## start TEXT

CGI Demystified

Abstract

CGI is a mean for developing dynamic content for the Web. It was widely used at the birth of the World Wide Web in the mid 1990s. Since then, better technologies have been created, easing the development of more complex and scalable web applications. CGI however, is still used for HTML forms and simple dynamic content. This article explains what CGI is through a C++ implementation. (January 2004).

In the early days of the Web, each HTTP server offered its own mechanism of server-side, executable support. This is the functionality that allows a server to call upon an executable program residing on the server, to assist in fulfilling an HTTP request. In order to provide a standard interface so that developers could write general server-side programs for any HTTP server, the National Center for Supercomputing Applications (NCSA) developed version 1.0 of the CGI. The current version is CGI/1.1.

What is CGI?

The Common Gateway Interface (CGI) [1] is a standard, not a specification. Contrary to many people's belief, CGI is not a programming language either. It defines how input information is passed from user-agents, such as web browsers, to executable programs on the server, and how the latter send data back. Consequently, programs conforming to the CGI standard can be written in any programming languages, as long as the server can execute them. They may be written in compiled languages (CGI programs) such as C, C++, Pascal, or in scripting languages (CGI scripts) such as Perl, Python or shell scripts. In the remainder of this document, the term gateway program is used to refer to CGI executables, whether they are compiled programs or scripts.

## end TEXT
## start SUPPLIED INFORMATION

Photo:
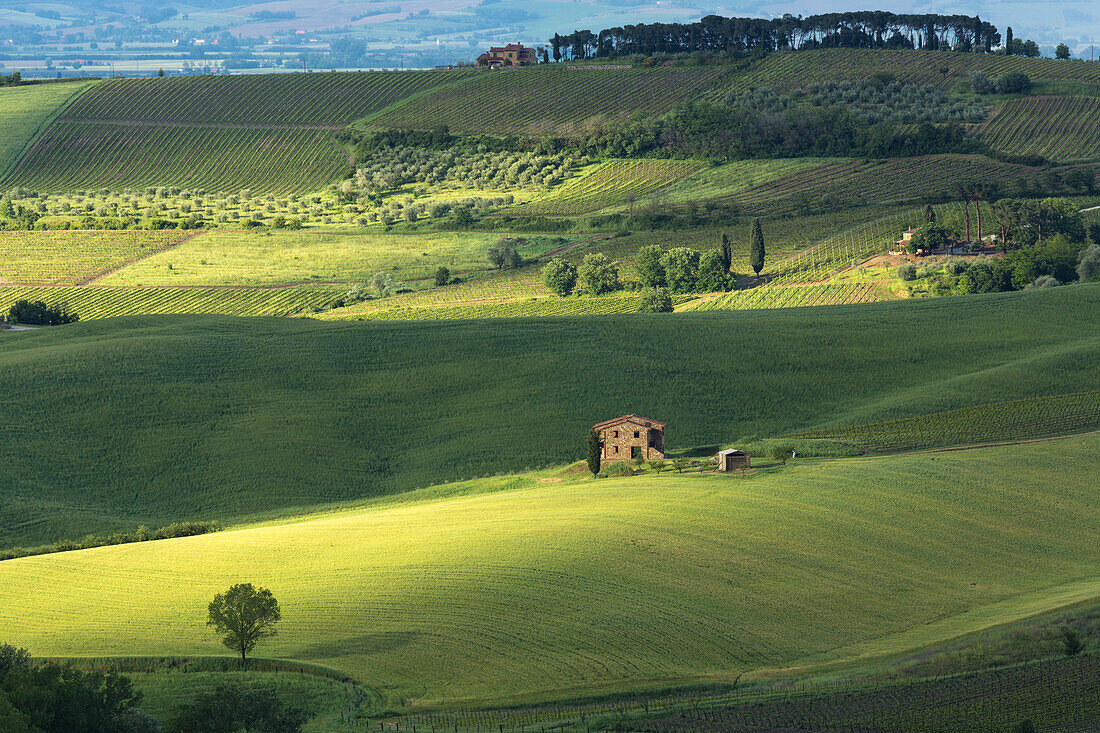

## end SUPPLIED INFORMATION

▶ [TO DO]
**A.** Translate this sentence from the CGI article into Spanish: "Contrary to many people's belief, CGI is not a programming language either."
**B.** For each statement, say whether the CGI article agrees, and quote the words that decide it: (i) NCSA developed version 1.0 of CGI. (ii) The current version of CGI is 2.0. (iii) CGI is a specification.
Answer using only the CGI article.

▶ [ANSWERS FOR THIS EXERCISE]
**A.** Contrariamente a lo que mucha gente cree, CGI tampoco es un lenguaje de programación.

**B.**
(i) Yes: "the National Center for Supercomputing Applications (NCSA) developed version 1.0 of the CGI"
(ii) No: "The current version is CGI/1.1."
(iii) No: "is a standard, not a specification"